# Working data
########
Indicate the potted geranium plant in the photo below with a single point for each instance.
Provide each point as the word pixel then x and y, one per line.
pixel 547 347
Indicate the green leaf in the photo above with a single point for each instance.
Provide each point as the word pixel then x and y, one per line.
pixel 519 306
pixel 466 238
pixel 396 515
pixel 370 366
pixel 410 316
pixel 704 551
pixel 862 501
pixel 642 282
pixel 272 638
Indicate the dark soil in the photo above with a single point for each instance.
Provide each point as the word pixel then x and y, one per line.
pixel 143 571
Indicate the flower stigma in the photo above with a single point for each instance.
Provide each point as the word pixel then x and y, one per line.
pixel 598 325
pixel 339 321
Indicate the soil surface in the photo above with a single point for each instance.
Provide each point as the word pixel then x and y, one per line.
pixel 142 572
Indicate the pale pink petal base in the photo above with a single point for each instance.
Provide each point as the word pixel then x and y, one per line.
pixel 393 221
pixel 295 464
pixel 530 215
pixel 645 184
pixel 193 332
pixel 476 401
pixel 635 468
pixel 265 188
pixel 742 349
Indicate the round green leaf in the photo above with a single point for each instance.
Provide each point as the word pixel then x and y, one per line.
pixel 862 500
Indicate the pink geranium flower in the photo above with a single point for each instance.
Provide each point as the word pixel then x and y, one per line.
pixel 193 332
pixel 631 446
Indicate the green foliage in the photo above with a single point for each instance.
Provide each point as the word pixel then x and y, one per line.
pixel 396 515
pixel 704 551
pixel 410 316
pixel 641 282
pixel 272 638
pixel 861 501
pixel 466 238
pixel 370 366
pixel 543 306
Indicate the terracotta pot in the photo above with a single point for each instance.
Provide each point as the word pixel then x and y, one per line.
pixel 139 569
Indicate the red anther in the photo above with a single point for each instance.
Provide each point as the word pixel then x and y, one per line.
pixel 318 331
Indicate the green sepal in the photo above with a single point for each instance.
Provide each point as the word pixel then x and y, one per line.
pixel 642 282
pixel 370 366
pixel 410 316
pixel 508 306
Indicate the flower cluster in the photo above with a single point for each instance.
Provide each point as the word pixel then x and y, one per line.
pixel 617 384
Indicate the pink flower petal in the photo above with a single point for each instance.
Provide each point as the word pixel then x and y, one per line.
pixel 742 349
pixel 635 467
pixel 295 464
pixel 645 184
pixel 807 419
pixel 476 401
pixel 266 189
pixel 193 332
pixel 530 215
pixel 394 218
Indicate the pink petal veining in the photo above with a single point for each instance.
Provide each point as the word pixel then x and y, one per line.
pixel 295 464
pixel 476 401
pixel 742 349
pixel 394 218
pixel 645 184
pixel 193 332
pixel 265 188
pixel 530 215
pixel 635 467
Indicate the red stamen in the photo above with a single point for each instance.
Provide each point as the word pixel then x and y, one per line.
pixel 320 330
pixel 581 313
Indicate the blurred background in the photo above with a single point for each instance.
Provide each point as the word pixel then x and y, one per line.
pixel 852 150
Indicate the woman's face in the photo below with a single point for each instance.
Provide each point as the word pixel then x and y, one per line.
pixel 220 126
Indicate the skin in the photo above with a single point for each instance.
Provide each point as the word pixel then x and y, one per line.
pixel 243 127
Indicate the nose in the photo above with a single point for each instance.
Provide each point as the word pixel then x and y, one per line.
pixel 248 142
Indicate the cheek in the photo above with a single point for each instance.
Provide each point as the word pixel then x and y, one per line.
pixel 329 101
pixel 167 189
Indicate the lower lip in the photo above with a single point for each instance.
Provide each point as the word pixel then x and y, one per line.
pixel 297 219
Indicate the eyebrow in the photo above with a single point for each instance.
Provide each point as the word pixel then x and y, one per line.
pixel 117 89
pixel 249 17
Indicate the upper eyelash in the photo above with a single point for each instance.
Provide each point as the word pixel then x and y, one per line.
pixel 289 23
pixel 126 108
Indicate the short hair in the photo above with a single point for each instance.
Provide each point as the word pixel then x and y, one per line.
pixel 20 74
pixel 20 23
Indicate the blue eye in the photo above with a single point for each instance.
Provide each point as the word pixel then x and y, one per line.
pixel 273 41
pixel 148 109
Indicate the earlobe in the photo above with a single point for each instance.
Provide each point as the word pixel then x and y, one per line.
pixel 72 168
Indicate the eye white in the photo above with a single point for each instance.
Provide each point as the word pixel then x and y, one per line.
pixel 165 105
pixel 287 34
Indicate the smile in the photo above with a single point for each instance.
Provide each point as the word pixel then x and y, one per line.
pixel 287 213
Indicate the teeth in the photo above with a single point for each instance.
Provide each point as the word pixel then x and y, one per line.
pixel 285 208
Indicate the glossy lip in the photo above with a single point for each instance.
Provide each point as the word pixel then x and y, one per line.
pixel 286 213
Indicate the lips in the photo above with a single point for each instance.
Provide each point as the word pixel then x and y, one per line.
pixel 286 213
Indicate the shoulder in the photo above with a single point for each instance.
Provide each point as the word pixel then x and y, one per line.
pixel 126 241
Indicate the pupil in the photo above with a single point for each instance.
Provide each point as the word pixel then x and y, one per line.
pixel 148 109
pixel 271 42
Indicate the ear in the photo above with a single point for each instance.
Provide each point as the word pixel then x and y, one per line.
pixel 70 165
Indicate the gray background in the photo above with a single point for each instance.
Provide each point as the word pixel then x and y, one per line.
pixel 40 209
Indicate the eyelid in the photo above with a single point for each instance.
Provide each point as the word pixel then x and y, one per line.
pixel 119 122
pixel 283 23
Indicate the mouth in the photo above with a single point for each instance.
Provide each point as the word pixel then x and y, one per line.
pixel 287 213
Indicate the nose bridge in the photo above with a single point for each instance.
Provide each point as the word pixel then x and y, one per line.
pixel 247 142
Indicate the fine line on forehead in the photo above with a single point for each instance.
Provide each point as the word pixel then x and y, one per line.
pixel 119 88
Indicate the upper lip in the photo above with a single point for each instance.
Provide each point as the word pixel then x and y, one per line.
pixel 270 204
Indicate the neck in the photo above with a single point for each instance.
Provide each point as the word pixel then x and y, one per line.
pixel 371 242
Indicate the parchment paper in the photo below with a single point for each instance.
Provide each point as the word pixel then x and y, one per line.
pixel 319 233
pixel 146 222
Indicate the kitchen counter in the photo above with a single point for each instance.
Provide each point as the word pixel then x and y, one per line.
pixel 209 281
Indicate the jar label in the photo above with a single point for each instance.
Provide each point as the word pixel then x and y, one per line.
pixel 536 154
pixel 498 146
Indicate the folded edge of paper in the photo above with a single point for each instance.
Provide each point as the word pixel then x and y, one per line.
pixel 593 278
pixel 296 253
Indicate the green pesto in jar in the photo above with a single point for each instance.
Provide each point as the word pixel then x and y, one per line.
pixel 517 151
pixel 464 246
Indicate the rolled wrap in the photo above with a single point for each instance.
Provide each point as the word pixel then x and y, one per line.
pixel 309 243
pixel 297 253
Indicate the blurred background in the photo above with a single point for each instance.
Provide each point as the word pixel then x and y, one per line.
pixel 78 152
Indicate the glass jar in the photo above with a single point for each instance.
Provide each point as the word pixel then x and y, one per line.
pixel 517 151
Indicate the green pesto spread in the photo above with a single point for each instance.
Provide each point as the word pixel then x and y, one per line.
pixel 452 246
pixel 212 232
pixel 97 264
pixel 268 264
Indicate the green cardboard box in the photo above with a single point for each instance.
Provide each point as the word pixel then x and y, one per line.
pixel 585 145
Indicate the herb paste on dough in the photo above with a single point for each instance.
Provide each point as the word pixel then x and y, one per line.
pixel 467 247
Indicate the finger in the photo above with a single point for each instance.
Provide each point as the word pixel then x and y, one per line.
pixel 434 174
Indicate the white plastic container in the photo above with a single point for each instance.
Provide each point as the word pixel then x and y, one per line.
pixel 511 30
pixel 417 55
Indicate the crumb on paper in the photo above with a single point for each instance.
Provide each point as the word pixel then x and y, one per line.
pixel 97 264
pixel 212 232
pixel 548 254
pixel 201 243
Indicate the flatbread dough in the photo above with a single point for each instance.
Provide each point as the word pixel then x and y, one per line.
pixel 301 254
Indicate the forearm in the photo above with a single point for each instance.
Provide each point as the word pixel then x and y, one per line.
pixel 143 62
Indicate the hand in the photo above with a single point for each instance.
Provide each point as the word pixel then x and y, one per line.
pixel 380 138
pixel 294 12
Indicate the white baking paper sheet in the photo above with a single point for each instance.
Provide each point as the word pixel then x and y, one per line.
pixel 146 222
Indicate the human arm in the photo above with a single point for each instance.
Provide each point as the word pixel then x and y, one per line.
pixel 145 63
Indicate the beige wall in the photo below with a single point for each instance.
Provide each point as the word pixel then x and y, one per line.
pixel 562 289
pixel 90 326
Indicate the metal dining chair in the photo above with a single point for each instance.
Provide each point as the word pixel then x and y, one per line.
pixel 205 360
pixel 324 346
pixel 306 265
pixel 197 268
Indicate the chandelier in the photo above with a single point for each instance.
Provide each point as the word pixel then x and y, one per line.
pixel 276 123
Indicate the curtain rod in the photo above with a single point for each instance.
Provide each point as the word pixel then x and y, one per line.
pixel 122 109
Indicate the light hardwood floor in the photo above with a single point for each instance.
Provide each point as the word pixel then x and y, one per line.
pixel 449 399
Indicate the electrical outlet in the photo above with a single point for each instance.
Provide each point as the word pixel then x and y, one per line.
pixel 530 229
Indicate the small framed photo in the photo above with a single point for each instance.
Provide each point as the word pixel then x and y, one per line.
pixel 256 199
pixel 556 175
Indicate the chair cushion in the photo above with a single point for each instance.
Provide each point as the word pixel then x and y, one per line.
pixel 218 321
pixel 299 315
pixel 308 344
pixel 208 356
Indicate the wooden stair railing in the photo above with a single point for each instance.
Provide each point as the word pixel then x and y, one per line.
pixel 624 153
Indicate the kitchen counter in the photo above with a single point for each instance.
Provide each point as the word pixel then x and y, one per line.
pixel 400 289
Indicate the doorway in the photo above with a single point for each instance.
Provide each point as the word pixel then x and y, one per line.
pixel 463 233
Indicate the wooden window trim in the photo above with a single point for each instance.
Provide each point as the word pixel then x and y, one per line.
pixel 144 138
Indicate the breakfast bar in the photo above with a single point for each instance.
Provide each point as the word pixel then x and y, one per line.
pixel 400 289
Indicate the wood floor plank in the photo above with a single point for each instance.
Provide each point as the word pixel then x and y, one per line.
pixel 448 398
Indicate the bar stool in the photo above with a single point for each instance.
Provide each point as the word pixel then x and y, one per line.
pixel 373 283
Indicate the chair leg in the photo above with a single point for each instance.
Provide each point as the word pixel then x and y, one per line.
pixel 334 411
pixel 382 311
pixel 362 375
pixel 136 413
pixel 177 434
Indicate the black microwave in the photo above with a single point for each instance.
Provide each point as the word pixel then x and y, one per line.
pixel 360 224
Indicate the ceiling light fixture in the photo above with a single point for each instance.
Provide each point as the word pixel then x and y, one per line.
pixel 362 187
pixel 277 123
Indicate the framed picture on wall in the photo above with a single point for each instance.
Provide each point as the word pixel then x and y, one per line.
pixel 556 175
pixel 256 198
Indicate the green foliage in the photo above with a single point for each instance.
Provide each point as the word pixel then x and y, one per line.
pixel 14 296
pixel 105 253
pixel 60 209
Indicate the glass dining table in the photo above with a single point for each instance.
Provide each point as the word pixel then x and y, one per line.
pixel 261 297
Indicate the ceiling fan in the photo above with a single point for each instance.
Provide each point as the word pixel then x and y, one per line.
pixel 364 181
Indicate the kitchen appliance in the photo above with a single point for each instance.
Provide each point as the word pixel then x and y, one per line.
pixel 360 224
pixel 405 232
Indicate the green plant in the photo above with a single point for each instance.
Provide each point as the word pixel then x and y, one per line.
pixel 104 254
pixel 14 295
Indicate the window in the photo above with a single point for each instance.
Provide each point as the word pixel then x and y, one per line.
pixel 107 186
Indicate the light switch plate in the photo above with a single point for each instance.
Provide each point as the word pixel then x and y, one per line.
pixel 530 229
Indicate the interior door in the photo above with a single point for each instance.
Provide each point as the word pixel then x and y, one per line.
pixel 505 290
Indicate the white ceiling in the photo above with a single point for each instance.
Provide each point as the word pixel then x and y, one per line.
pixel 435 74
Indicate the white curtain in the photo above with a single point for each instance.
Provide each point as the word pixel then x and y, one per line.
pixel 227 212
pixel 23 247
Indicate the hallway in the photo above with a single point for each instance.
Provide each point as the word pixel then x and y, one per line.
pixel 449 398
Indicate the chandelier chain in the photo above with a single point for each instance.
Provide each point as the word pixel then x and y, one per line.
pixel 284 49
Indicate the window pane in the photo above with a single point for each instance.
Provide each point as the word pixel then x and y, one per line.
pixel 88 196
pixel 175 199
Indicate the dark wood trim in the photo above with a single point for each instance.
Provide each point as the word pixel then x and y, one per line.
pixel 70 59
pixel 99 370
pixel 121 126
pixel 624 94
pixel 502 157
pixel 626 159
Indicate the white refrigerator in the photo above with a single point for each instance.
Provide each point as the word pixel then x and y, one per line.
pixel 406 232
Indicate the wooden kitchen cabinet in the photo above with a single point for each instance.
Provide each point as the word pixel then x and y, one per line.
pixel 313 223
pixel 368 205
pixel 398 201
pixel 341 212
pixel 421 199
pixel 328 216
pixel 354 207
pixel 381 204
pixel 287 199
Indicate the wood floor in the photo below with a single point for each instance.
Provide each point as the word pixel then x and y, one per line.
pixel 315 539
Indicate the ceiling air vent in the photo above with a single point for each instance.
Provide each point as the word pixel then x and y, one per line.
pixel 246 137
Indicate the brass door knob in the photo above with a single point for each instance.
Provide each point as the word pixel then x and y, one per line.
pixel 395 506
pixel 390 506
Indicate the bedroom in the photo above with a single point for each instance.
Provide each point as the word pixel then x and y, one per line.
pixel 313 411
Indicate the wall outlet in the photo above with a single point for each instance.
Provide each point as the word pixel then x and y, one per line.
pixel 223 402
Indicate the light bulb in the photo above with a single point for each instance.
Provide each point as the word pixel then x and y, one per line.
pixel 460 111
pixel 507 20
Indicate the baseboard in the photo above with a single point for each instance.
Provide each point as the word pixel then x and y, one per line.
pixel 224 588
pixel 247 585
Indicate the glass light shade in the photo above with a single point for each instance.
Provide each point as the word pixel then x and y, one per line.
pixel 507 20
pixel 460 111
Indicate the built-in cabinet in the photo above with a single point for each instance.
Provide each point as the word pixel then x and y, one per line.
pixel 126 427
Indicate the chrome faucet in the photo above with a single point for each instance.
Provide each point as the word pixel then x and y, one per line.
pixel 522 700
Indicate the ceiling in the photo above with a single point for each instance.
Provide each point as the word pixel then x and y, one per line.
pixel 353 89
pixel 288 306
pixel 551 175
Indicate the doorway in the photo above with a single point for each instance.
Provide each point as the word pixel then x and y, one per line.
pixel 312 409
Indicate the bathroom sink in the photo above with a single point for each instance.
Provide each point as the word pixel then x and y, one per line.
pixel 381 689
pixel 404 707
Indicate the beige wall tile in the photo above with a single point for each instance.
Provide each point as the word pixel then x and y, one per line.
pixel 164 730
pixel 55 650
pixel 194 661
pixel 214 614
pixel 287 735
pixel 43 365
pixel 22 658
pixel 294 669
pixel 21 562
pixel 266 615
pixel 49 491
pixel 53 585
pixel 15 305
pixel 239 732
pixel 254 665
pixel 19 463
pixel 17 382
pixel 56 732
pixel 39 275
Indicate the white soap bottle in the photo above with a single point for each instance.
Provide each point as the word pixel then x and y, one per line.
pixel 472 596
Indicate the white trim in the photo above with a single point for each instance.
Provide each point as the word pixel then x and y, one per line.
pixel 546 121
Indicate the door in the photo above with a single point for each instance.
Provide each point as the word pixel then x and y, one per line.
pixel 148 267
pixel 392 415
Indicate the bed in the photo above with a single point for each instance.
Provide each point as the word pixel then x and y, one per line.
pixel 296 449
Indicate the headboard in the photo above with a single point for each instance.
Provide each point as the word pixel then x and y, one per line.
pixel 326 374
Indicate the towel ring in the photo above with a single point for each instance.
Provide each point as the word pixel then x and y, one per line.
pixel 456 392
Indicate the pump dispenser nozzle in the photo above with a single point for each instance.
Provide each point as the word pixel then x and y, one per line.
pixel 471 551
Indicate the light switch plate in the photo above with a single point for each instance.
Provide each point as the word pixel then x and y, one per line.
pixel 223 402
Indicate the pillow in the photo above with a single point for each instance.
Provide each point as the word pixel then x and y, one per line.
########
Everything from the first line above through the line that contains "Indicate the flower stigma" should be duplicated exactly, please, and nothing beyond it.

Indicate the potted geranium plant in the photo below with a single point for each instance.
Provide each point as the word pixel then x and y, one per line.
pixel 547 347
Indicate the green leaf in the photo above with a single point for each instance.
Provide each point as the word pixel then x and y, one per line.
pixel 519 306
pixel 466 238
pixel 396 515
pixel 370 366
pixel 410 316
pixel 704 551
pixel 862 501
pixel 642 282
pixel 272 638
Indicate the dark soil in the photo above with a single point for each instance.
Provide each point as the word pixel then x and y, one per line.
pixel 143 571
Indicate the flower stigma in the photo above with a single point for each instance.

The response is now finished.